- SUPPLIED ENTRIES -
□ □ □ □
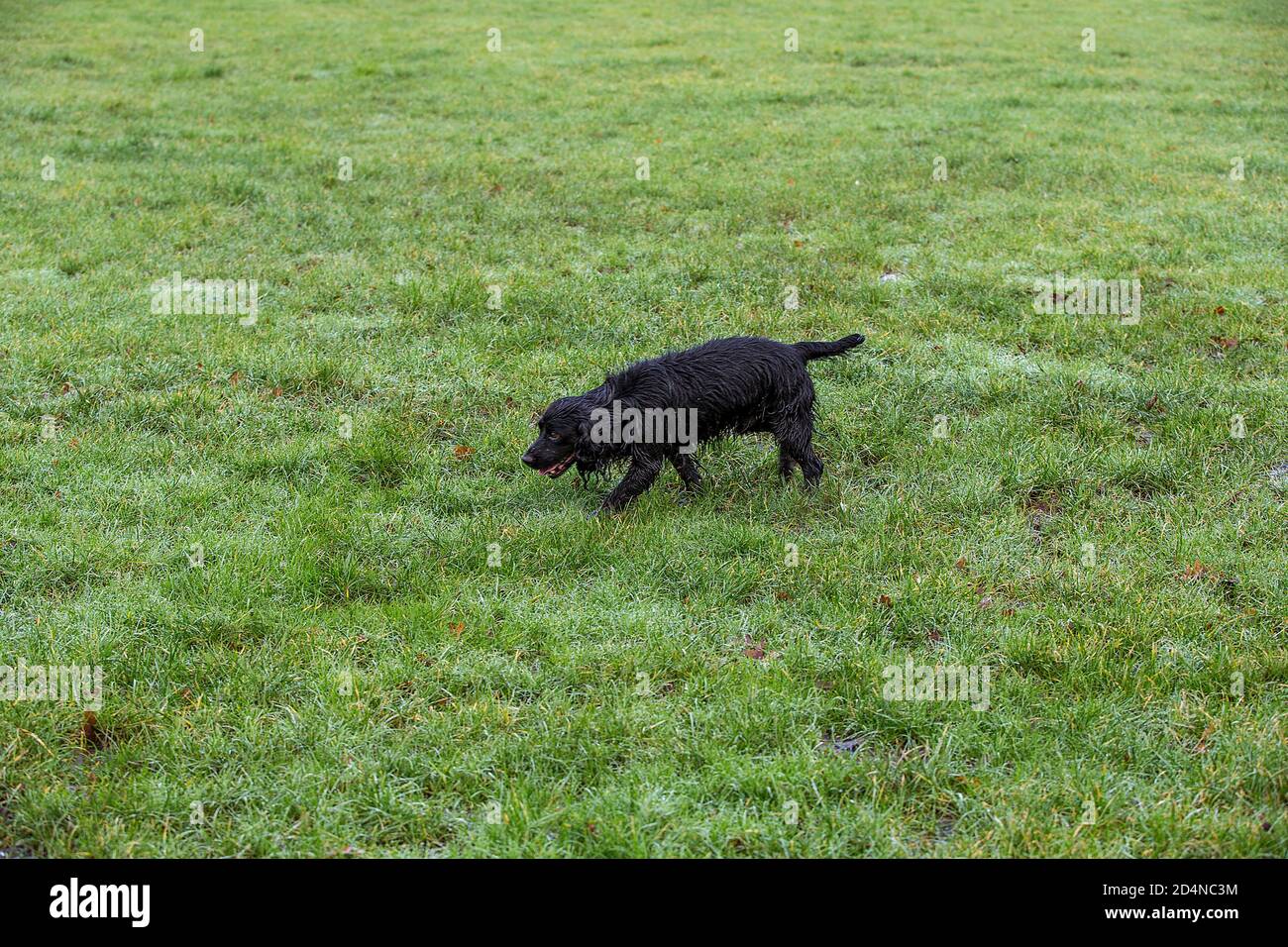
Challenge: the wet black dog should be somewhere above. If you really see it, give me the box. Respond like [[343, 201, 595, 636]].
□ □ □ □
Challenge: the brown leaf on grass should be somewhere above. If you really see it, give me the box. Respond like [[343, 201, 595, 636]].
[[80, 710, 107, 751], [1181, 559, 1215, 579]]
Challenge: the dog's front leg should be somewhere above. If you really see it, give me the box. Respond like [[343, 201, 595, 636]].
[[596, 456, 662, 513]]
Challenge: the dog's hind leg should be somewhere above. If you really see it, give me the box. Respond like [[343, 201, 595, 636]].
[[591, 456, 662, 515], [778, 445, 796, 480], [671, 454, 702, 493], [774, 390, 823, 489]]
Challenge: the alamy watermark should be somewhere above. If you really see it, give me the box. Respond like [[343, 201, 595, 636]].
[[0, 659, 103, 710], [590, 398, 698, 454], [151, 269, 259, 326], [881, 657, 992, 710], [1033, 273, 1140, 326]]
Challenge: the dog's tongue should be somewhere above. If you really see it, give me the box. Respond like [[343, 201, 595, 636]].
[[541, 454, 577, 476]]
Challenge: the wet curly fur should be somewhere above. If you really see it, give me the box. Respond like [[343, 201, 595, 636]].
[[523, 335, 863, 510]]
□ □ □ □
- DIRECTIONS FOR THIS TASK -
Copy the records above word for word, starting at the line containing "Challenge: the dog's hind" and ending at the line containing "[[523, 335, 863, 510]]", both lines included.

- ANSWER -
Challenge: the dog's hind leg should be somewhere above. If you really see it, give me the box. Respond like [[343, 201, 595, 636]].
[[591, 456, 662, 515], [778, 445, 796, 480], [671, 454, 702, 493], [774, 390, 823, 489]]
Challenge: the alamy watermark should be somewhere above. If you really see it, give me the box. Respond like [[343, 201, 595, 636]].
[[0, 659, 103, 710], [590, 398, 698, 454], [151, 269, 259, 326], [881, 657, 992, 710], [1033, 273, 1140, 326]]
Challenge: the dog's tongue should be somewhere above. If you really see it, give me the box. Respond like [[343, 201, 595, 636]].
[[541, 454, 577, 476]]
Challenge: the wet curly fur should be somewhere above. If you really see it, give me the box. Respond like [[343, 201, 595, 636]].
[[523, 335, 863, 510]]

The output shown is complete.